Entries provided section start

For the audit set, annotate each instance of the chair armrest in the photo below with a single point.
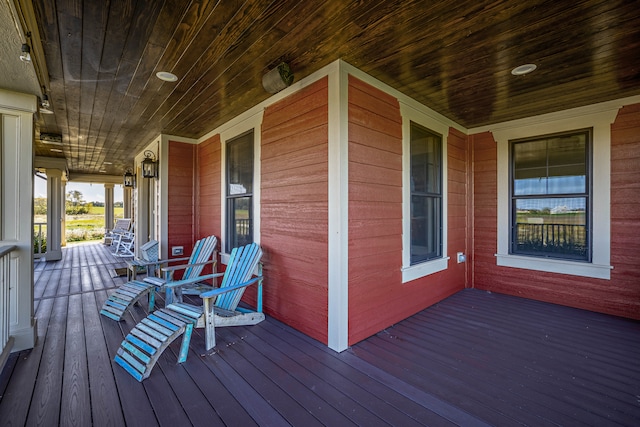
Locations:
(144, 263)
(215, 292)
(178, 283)
(185, 266)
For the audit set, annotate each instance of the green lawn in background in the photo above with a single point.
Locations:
(86, 227)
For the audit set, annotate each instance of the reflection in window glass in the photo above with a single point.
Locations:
(240, 191)
(550, 195)
(426, 194)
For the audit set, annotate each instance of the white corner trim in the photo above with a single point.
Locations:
(177, 138)
(402, 98)
(559, 116)
(338, 244)
(16, 101)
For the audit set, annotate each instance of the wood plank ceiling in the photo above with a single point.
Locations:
(454, 57)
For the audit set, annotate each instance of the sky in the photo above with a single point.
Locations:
(90, 192)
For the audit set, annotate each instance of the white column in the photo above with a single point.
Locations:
(126, 195)
(16, 205)
(63, 218)
(338, 303)
(55, 212)
(108, 207)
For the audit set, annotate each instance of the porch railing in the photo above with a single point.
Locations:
(39, 239)
(6, 340)
(568, 239)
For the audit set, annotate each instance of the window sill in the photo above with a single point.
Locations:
(424, 269)
(574, 268)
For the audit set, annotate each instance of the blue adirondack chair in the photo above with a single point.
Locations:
(131, 292)
(142, 347)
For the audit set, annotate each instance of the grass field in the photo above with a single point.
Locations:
(86, 227)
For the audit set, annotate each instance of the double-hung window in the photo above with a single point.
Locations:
(239, 190)
(550, 190)
(426, 194)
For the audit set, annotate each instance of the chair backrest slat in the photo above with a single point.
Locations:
(242, 263)
(202, 251)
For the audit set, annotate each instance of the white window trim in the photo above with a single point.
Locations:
(412, 272)
(564, 121)
(252, 122)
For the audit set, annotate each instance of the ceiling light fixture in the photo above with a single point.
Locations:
(521, 70)
(277, 78)
(45, 105)
(25, 54)
(166, 76)
(51, 138)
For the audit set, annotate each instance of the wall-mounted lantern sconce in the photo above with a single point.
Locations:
(278, 78)
(129, 178)
(149, 165)
(25, 53)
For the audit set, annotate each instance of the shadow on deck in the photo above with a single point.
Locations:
(476, 358)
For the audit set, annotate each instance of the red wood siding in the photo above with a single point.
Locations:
(377, 297)
(208, 208)
(294, 203)
(181, 195)
(618, 296)
(625, 213)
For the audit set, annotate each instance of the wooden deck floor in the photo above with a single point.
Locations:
(474, 359)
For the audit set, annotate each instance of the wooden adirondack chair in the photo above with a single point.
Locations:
(122, 226)
(131, 292)
(145, 343)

Entries provided section end

Without the pictures, repeat all the records word for word.

For the audit set, annotate each instance of the chair armrest in the photo below with a single point.
Locations:
(144, 263)
(215, 292)
(178, 283)
(185, 266)
For the audit set, annotate each instance of the green lawn in background in the photo above with a single point.
Locations:
(86, 227)
For the audit set, annotate each instance of the reflection in window glass in the photo above with a single point.
Locations:
(240, 191)
(550, 195)
(426, 194)
For the audit set, annotate each instance of the white corner trim in the photo above with a single point.
Locations:
(177, 138)
(402, 98)
(559, 116)
(338, 244)
(16, 101)
For the audit set, annotate each instance of the wood plank ceiling in the photo above with a single point.
Locations:
(454, 57)
For the audit set, annotate each instance of the sky in the photo above with a single point.
Locations:
(90, 192)
For the audit set, annotate each instance of the white column in the photo above with a single point.
Locations:
(126, 195)
(16, 205)
(63, 218)
(338, 303)
(55, 212)
(108, 207)
For the audit set, annotate each instance of the porch railing in the photo above with a single point.
Locations:
(39, 239)
(6, 340)
(568, 239)
For the audit set, annotate each instance of the window sill in the photo above with a single point.
Locations:
(424, 269)
(574, 268)
For the audit set, annotate each instance of the blue adirondack chair in the photo above with a single point.
Locations:
(131, 292)
(142, 347)
For the audit set, annotate each instance of the grass field in the photo above with a single point.
Locations:
(86, 227)
For the audit set, annotate each instance of the double-hung window in the photo above with a single point.
Locations:
(239, 190)
(550, 190)
(426, 194)
For the audit set, annotate each instance of the chair backrest slat in the photo above with a single point.
Locations:
(242, 263)
(202, 251)
For the audit set, annotate each instance of the white window trim in the photo above with a single point.
Locations:
(412, 272)
(564, 121)
(252, 122)
For the audit set, annotate each instance of the ceiling light fixture in the photo above with a single point.
Locations:
(521, 70)
(277, 78)
(45, 105)
(25, 54)
(166, 76)
(51, 138)
For the audit set, annotate each instance of the wall-mounted lantern sconce in the photo above with a single point.
Locations:
(278, 78)
(129, 178)
(149, 165)
(25, 53)
For the audit set, annotate each instance of the shadow on deck in the photo above with a single point.
Locations:
(476, 358)
For the audit set, annotate each instance of the red wood siding in the photo above with a single point.
Locations:
(377, 297)
(208, 208)
(294, 203)
(181, 195)
(618, 296)
(625, 213)
For the audit set, annotate each instance of the wooden deck floor in the photo above with a single point.
Locations:
(474, 359)
For the audit set, annotate each instance of the wooden adirondack chair in the photo above with a single point.
Locations:
(122, 226)
(131, 292)
(145, 343)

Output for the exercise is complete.